**Stated exercise**
Copy the line containing "the **translucent wing**?", then all lines after it up to and including the final line of the material, exactly and without additions.

**Records shown**
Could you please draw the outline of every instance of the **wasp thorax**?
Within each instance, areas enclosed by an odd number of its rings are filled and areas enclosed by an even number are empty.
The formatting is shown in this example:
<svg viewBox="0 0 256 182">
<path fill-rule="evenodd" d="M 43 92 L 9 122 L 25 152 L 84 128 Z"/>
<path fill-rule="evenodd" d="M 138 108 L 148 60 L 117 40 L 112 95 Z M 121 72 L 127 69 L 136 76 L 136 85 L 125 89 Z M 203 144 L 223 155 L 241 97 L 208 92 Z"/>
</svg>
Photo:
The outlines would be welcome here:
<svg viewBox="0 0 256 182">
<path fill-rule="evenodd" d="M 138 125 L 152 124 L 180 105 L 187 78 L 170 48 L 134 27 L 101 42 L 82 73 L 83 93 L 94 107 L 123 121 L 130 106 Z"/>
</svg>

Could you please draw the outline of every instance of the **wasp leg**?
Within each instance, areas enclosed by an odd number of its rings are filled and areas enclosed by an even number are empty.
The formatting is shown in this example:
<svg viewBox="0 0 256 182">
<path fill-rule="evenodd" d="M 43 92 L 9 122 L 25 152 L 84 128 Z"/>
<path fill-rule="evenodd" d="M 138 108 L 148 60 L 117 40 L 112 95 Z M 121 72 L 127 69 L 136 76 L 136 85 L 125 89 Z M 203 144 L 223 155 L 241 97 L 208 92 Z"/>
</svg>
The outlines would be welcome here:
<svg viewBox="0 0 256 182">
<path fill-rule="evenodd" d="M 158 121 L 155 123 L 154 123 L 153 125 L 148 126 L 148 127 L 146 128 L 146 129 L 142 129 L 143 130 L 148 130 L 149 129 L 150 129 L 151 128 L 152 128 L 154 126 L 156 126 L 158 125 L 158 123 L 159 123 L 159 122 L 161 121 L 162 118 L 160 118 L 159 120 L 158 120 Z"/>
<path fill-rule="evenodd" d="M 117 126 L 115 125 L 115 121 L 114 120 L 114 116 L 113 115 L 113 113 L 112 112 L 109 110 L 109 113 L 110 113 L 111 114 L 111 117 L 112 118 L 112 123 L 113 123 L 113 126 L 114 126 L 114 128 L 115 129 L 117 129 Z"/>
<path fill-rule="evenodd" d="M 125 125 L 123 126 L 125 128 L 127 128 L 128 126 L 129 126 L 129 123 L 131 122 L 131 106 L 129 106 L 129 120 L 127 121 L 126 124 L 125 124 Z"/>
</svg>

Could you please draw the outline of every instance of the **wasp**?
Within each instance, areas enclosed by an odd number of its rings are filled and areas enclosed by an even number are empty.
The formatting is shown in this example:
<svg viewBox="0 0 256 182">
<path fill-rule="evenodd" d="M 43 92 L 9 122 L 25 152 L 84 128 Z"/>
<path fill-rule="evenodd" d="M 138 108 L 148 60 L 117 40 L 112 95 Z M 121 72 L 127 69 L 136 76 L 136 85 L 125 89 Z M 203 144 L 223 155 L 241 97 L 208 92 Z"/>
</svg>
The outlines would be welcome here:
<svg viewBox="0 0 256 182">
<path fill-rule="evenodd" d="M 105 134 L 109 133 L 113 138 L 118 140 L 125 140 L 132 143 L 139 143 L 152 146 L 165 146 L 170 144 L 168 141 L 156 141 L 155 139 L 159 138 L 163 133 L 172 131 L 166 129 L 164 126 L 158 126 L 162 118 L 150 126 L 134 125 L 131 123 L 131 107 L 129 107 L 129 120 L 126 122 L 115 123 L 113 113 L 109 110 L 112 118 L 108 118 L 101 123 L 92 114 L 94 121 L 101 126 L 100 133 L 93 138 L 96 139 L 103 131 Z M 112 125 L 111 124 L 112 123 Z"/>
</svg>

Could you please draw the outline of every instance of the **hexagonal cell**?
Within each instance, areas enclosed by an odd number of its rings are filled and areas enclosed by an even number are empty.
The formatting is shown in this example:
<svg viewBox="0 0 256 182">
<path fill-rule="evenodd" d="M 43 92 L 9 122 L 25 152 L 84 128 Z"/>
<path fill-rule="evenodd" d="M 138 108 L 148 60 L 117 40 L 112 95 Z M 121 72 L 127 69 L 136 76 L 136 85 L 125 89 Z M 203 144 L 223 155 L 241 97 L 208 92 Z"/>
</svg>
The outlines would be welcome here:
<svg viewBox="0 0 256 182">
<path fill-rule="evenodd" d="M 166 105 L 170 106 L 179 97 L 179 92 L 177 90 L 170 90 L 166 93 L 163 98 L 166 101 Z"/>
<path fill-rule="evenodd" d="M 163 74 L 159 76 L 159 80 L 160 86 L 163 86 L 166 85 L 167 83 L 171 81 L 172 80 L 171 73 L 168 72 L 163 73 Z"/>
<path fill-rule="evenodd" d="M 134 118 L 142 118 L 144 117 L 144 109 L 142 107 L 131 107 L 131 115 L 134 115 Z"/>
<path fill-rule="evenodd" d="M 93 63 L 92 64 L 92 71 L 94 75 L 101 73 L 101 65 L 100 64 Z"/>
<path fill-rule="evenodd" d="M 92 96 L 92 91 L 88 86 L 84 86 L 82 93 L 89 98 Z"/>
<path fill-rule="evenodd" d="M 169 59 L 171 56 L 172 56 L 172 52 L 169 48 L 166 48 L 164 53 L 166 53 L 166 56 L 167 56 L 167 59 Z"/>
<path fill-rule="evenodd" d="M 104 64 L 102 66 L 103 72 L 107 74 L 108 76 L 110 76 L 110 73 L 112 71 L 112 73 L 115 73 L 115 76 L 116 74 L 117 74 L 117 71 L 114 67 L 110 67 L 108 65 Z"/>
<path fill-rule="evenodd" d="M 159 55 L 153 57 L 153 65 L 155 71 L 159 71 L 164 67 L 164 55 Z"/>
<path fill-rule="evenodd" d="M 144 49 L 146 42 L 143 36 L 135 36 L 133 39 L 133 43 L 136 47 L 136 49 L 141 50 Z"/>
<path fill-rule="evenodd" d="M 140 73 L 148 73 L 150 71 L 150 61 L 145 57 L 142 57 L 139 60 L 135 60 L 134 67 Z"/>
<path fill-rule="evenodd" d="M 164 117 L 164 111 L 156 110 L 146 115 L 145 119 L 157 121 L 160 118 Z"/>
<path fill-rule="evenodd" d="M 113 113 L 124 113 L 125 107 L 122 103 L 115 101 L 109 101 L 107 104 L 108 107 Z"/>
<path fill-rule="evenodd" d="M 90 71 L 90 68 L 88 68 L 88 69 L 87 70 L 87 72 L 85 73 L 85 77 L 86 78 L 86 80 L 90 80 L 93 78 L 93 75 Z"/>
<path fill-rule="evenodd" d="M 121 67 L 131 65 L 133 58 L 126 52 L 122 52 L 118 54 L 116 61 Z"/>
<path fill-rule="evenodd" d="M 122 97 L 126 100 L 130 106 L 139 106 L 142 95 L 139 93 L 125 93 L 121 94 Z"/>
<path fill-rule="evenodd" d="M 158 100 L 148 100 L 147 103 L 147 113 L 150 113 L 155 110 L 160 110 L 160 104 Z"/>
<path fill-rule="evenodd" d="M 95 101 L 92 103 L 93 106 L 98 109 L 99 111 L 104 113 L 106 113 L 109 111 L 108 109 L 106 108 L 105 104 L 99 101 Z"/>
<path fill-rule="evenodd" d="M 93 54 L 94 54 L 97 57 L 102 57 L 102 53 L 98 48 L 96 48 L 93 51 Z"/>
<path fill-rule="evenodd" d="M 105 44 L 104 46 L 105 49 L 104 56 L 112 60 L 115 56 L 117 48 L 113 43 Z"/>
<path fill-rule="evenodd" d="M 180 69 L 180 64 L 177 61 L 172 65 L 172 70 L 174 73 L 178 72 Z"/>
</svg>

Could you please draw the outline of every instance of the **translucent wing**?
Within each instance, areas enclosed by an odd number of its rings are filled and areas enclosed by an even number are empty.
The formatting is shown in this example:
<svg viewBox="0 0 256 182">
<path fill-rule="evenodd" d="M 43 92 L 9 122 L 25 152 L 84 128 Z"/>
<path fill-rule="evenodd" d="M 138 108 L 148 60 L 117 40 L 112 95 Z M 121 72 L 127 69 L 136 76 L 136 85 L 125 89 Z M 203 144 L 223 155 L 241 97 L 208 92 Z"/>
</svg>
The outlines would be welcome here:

**Result for this task**
Could you please draw the outline of every instance of the **translucent wing**?
Within each instance, areas enclosed by an odd number of its rings are filled and areas enclosed by an even number are empty.
The formatting is shown in this example:
<svg viewBox="0 0 256 182">
<path fill-rule="evenodd" d="M 43 92 L 9 122 L 25 152 L 84 128 Z"/>
<path fill-rule="evenodd" d="M 138 108 L 148 60 L 117 40 L 112 95 Z M 121 72 L 127 69 L 136 76 L 136 85 L 125 89 Z M 203 144 L 223 155 L 241 97 L 208 92 Z"/>
</svg>
The outlines would be welcome here:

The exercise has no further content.